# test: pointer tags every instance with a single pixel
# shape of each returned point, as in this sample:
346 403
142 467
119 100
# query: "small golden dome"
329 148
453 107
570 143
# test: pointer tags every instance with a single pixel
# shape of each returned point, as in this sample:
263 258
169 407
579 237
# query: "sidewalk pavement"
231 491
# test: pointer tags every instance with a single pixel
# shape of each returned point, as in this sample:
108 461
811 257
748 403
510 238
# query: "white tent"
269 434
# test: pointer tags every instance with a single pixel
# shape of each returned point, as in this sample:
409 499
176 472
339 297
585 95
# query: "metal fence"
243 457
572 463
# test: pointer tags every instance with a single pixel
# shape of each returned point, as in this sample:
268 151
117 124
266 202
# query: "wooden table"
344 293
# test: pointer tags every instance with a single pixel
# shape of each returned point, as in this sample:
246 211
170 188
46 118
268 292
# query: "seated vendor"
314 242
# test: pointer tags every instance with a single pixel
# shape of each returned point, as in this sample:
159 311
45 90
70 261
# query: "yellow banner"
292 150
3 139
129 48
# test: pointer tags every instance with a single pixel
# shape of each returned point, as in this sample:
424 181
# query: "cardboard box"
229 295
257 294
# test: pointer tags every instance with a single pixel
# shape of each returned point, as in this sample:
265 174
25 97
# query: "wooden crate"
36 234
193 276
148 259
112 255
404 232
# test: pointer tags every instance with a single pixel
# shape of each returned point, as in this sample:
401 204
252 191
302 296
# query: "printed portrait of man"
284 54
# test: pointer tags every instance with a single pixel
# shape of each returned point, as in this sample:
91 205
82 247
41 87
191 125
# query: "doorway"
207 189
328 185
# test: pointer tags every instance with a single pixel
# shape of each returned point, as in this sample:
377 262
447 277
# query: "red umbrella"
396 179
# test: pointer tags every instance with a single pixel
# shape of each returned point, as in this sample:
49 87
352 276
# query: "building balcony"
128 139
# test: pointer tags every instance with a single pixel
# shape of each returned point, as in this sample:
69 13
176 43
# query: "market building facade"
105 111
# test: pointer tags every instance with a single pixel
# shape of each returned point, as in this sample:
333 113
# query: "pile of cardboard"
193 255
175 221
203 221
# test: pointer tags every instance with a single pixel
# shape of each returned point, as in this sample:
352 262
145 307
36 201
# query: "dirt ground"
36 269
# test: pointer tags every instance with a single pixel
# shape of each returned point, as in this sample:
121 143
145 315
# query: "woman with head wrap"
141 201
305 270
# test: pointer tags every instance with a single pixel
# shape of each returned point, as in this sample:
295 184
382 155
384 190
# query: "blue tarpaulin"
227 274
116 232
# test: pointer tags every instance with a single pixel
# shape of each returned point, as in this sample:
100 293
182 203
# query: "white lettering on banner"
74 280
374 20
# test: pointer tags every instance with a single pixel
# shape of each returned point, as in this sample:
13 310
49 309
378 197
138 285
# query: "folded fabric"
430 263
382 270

──────

■ **Exercise objective**
Repeat the material above in full, keeping every word.

■ **Output**
# test: pointer tags every instance with a single pixel
# shape of each returned point, as in this sample:
346 403
142 467
119 100
# query: "small golden dome"
329 148
453 107
570 143
# test: pointer tags every instance with a single pixel
# shape of each returned point, as in this sample:
263 258
169 407
579 237
# query: "sidewalk pavement"
231 491
# test: pointer tags every instance with a single pixel
# shape of each returned point, as in this sample:
108 461
811 257
748 403
510 238
# query: "white tent"
269 434
# test: pointer tags every instance with a single pixel
# shape of each returned point, as in this sample:
409 499
176 472
339 297
585 95
# query: "metal fence"
243 457
572 463
# test: pointer tags every instance with a single pixel
# shape of each returned point, as in this sample:
268 151
117 124
266 202
# query: "wooden table"
344 293
# test: pointer tags every instance with a single pixel
# shape of each returned point, as in this sample:
246 211
170 188
46 118
268 292
# query: "seated vendor"
314 242
# test: pointer tags every instance with a single pixel
# shape of each returned point, as in this sample:
159 311
45 90
70 261
# query: "yellow banner"
292 150
3 139
129 48
# test: pointer tags every instance with a single pixel
# shape of each returned point, as in this sample:
424 181
# query: "cardboard box"
229 295
257 294
# test: pointer tags every instance with a single pixel
# shape of each returned point, as in this sample:
265 174
25 97
# query: "wooden crate"
36 234
193 276
148 259
112 255
404 232
# test: pointer tags every instance with a single pixel
# shape of each returned point, as in this sample:
401 204
252 191
302 296
# query: "printed portrait of man"
284 54
# test: pointer tags every instance with a single pixel
# shape of each returned point, as in this sample:
91 205
82 247
41 87
191 125
# query: "doorway"
207 189
328 185
# test: pointer tags every instance with a single pixel
# shape of each returned point, as in this sample:
377 262
447 277
# query: "red umbrella"
396 179
# test: pointer tags every instance with a single pixel
# shape of each returned point, as in this sample:
49 87
352 276
# query: "building balcony"
128 139
# test: pointer tags every instance with a single pixel
# shape of each returned point, as in this sample:
69 13
176 43
# query: "market building facade"
105 111
# test: pointer tags every instance with a single pixel
# shape of each returned point, as in this sample:
333 113
# query: "pile of cardboard"
193 255
175 221
203 221
# test: pointer tags every instance with a single pixel
# shape of each returned point, as in this sample:
352 262
145 307
36 201
# query: "dirt ground"
36 269
# test: pointer tags every instance with a single pixel
# shape of each returned point, as in this sample:
121 143
145 315
# query: "woman with head wrap"
141 201
305 270
# test: pointer tags every instance with a single pixel
# shape of each returned point, as in this sample:
295 184
382 155
384 190
# query: "blue tarpaulin"
227 274
116 232
# test: pointer tags every instance with a single pixel
# shape of each returned point, as in this sample:
100 293
182 203
# query: "white lettering on banner"
74 280
374 20
# test: pointer tags every instance with a single pixel
# shape of each returned point, as in this sample:
13 310
49 309
378 197
138 285
# query: "folded fabric"
430 263
382 270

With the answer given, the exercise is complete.